TEKS BACAAN =
★ ★ ★
Lihat ke Halaman Asli

Mobit Putro W.

Bergelut dengan bahasa

Membangun "Kurikulum" yang Mencerdaskan Lahir dan Batin Rakyat

Diperbarui: 24 Juni 2015   19:23

Kompasiana adalah platform blog. Konten ini menjadi tanggung jawab bloger dan tidak mewakili pandangan redaksi Kompas.

Gadget. Sumber ilustrasi: PEXELS/ThisIsEngineering

Perkembangan dunia pendidikan di Indonesia terus diwarnai dinamika yang tak pernah berhenti tertahan oleh bendungan kritik dan badai. Kritik dan badai yang menderanya tidak saja datang dari luar "kawasan" pendidikan, namun juga dari dalam diri baik pemerintah, instansi, guru bahkan dari si pembelajar sendiri.
★ ★ ★
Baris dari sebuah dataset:
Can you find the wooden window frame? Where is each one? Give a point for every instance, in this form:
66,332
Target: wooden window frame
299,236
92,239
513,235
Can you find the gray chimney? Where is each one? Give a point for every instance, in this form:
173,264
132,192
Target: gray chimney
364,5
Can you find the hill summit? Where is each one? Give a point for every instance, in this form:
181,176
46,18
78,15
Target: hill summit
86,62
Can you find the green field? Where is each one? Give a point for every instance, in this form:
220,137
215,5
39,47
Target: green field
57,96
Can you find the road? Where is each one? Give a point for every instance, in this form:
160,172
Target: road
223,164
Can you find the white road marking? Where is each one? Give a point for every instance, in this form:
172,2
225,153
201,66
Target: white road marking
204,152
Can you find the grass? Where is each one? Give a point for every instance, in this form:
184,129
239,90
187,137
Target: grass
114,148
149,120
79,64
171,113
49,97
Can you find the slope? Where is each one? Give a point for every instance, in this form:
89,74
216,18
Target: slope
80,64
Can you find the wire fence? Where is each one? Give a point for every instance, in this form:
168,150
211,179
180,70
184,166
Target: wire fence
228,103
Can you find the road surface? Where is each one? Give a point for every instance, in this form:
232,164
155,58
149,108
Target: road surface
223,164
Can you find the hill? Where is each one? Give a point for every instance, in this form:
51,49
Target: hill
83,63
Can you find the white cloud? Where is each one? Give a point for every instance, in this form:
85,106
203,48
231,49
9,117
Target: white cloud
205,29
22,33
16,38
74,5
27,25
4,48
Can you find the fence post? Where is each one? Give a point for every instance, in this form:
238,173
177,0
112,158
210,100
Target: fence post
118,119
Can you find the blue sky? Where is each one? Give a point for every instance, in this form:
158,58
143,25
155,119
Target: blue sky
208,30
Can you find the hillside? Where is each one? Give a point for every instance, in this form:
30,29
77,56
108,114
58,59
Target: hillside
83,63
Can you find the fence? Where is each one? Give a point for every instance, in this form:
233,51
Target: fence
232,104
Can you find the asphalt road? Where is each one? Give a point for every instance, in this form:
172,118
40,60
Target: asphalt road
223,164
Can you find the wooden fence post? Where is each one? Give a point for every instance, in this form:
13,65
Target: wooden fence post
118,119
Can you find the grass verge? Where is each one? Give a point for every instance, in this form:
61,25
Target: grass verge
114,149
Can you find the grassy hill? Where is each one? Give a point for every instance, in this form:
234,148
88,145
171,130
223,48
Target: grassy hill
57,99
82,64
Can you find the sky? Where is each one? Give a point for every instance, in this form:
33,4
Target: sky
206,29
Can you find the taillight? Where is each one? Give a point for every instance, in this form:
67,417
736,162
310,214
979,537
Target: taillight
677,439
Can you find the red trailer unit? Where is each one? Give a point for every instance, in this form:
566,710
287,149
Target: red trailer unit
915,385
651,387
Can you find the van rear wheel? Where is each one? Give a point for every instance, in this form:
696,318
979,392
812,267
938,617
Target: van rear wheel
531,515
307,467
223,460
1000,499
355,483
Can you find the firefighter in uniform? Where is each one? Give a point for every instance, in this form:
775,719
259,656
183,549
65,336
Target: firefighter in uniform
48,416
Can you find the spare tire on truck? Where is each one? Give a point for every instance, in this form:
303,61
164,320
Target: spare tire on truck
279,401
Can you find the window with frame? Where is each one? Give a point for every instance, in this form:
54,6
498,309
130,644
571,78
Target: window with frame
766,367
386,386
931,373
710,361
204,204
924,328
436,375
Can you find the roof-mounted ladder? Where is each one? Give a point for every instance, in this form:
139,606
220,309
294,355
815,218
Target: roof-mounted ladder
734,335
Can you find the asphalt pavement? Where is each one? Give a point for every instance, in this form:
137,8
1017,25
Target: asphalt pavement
★ ★ ★
SASARAN TUGAS =
1. Sunting bagian teks bacaan mulai dari "Mobit Putro W." sampai dengan "pandangan redaksi Kompas.", lalu ganti "redaksi" dengan "editor".
2. Menurut teks bacaan, dari mana saja kritik dan badai yang mendera dunia pendidikan datang?

JAWABAN BERIKUT =
1.
Mobit Putro W.

Bergelut dengan bahasa

Membangun "Kurikulum" yang Mencerdaskan Lahir dan Batin Rakyat

Diperbarui: 24 Juni 2015   19:23

Kompasiana adalah platform blog. Konten ini menjadi tanggung jawab bloger dan tidak mewakili pandangan editor Kompas.

2. Kritik dan badai itu datang dari luar kawasan pendidikan dan juga dari dalam, yaitu dari pemerintah, instansi, guru, bahkan dari si pembelajar sendiri.